═══ SUPPLIED DATA ═══

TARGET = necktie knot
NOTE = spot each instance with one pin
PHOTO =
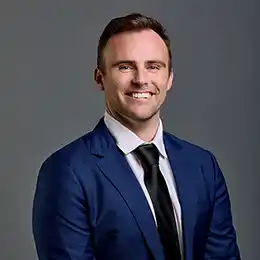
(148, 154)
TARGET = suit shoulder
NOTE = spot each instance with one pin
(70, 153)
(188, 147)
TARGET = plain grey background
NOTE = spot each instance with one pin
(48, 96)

═══
═══ SUPPLIED DATA ═══

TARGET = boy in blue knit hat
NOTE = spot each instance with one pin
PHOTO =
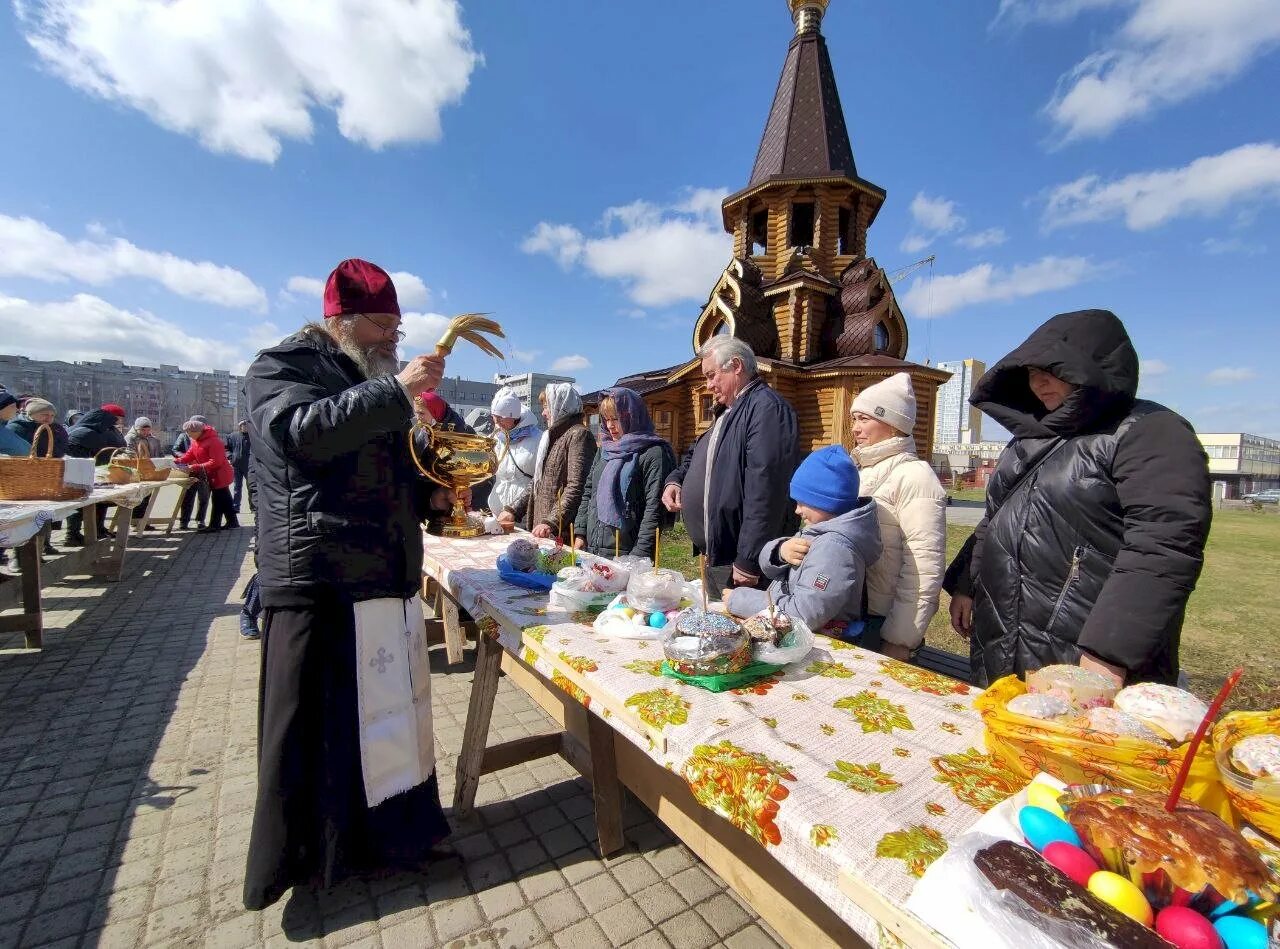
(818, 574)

═══
═══ SUPPLIED DATA ═══

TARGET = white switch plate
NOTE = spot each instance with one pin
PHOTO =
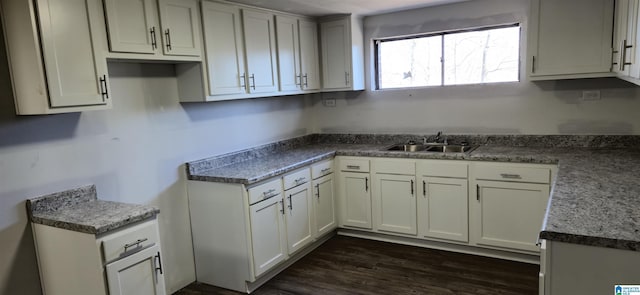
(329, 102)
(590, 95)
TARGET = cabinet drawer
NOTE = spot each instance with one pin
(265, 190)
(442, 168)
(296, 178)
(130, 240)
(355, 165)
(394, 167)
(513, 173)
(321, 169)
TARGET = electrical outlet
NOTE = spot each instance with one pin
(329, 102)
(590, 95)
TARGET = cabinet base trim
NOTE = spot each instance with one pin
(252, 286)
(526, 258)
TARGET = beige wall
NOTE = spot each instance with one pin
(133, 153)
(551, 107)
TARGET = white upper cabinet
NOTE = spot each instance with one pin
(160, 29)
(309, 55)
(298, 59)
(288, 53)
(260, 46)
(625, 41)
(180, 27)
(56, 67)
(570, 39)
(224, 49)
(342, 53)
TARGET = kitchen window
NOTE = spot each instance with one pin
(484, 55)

═══

→ **WHAT IS EXPECTED**
Copy every line of the data above that contains the string "TARGET", treating uppercase and lowercase letters as different.

→ **TASK RESULT**
TARGET = necktie knot
TARGET = suit shoulder
TARGET = plain grey background
TARGET = boy in blue knit hat
TARGET = white switch plate
TARGET = cabinet drawer
TARGET = electrical outlet
TARGET = cabinet base trim
TARGET = beige wall
TARGET = white upper cabinet
TARGET = kitchen window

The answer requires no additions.